→ **AIM OF THE TASK**
Reproduce each of the records below word for word, omitting the pictures.

→ **GIVEN RECORDS**

* Start *

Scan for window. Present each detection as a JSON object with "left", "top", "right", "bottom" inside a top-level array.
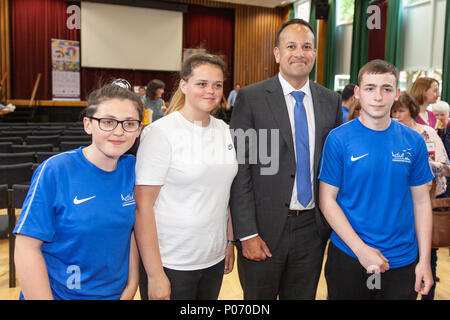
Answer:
[
  {"left": 337, "top": 0, "right": 355, "bottom": 26},
  {"left": 334, "top": 74, "right": 350, "bottom": 91}
]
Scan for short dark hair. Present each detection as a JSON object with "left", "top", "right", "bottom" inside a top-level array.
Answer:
[
  {"left": 391, "top": 91, "right": 420, "bottom": 120},
  {"left": 342, "top": 83, "right": 355, "bottom": 101},
  {"left": 358, "top": 59, "right": 399, "bottom": 86},
  {"left": 276, "top": 18, "right": 316, "bottom": 47}
]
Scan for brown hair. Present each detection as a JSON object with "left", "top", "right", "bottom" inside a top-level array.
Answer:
[
  {"left": 391, "top": 91, "right": 420, "bottom": 120},
  {"left": 81, "top": 84, "right": 144, "bottom": 120},
  {"left": 409, "top": 77, "right": 439, "bottom": 106},
  {"left": 276, "top": 18, "right": 316, "bottom": 47},
  {"left": 358, "top": 59, "right": 399, "bottom": 86},
  {"left": 166, "top": 53, "right": 227, "bottom": 114}
]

* End *

→ **EXERCISE OUTPUT**
Scan for window. Present each detection as a JSON object with "left", "top", "right", "bottom" inside a top-level array.
Answer:
[
  {"left": 337, "top": 0, "right": 355, "bottom": 26},
  {"left": 334, "top": 74, "right": 350, "bottom": 91}
]
Scan for short dark hair. Present each detection as a JSON object with "left", "top", "right", "bottom" inside a top-level array.
Answer:
[
  {"left": 391, "top": 91, "right": 420, "bottom": 120},
  {"left": 342, "top": 83, "right": 355, "bottom": 101},
  {"left": 358, "top": 59, "right": 399, "bottom": 86},
  {"left": 276, "top": 18, "right": 316, "bottom": 47}
]
Scan for brown hair. Present each detection as a JSON object with "left", "top", "right", "bottom" inside a top-level array.
Answer:
[
  {"left": 391, "top": 91, "right": 420, "bottom": 120},
  {"left": 81, "top": 84, "right": 144, "bottom": 120},
  {"left": 409, "top": 77, "right": 439, "bottom": 106},
  {"left": 276, "top": 18, "right": 316, "bottom": 47},
  {"left": 358, "top": 59, "right": 399, "bottom": 86},
  {"left": 166, "top": 53, "right": 227, "bottom": 114}
]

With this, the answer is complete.